• [TEXT EXCERPT]

Peter Ould comments: The Employment Tribunal hearing the case of Jeremy Pemberton against Bishop Richard Inwood has delivered its verdict, dismissing all the claims made. The case revolved around the refusal of a licence to Jeremy Pemberton for a new hospital chaplaincy job on the grounds that he had entered a same-sex marriage. Pemberton claimed for discrimination and harassment.
The Tribunal judgement makes a number of precise observations:
1. It is very clear that the doctrine of the Church of England is that marriage is between a man and a woman and not between two people of the same sex. Notions from Pemberton’s team that the meaning of marriage changes over time were dismissed. The idea that, since Canon B30 doesn’t explicitly forbid same-sex marriage, Pemberton wasn’t breaking it was ruled a nonsense by the Tribunal. The Tribunal pointed out very clearly that at the time of the framing of B30 homosexuality was illegal, so it was ridiculous to assert that the framers of that Canon would have had a positive view of it, given half a chance (para 188).

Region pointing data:
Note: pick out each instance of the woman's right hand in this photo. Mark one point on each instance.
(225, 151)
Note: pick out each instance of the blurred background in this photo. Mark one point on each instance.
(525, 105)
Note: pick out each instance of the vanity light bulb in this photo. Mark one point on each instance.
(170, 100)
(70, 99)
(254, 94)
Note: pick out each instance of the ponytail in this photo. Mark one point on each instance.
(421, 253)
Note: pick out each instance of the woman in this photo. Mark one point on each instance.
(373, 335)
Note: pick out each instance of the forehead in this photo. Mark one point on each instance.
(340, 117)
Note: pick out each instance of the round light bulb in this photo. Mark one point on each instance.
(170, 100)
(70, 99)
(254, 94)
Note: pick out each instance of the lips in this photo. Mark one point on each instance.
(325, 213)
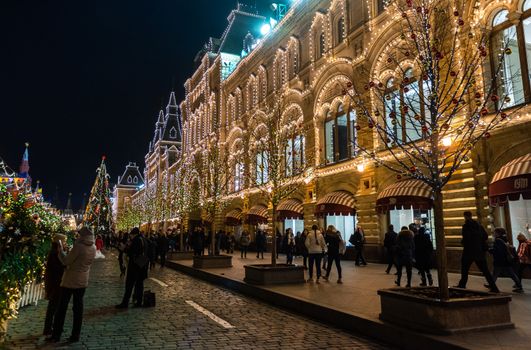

• [CHECK YOUR UNDERSTANDING]
- A) Please copy the stretch of the Pemberton tribunal commentary from "The Tribunal judgement" through "chance (para 188).".
- B) List every person named in the Pemberton tribunal commentary.
Rely only on the text for your answers.

• [ANSWERS TO EACH TASK]
- A)
The Tribunal judgement makes a number of precise observations:
1. It is very clear that the doctrine of the Church of England is that marriage is between a man and a woman and not between two people of the same sex. Notions from Pemberton’s team that the meaning of marriage changes over time were dismissed. The idea that, since Canon B30 doesn’t explicitly forbid same-sex marriage, Pemberton wasn’t breaking it was ruled a nonsense by the Tribunal. The Tribunal pointed out very clearly that at the time of the framing of B30 homosexuality was illegal, so it was ridiculous to assert that the framers of that Canon would have had a positive view of it, given half a chance (para 188).

- B) Peter Ould, Jeremy Pemberton, Bishop Richard Inwood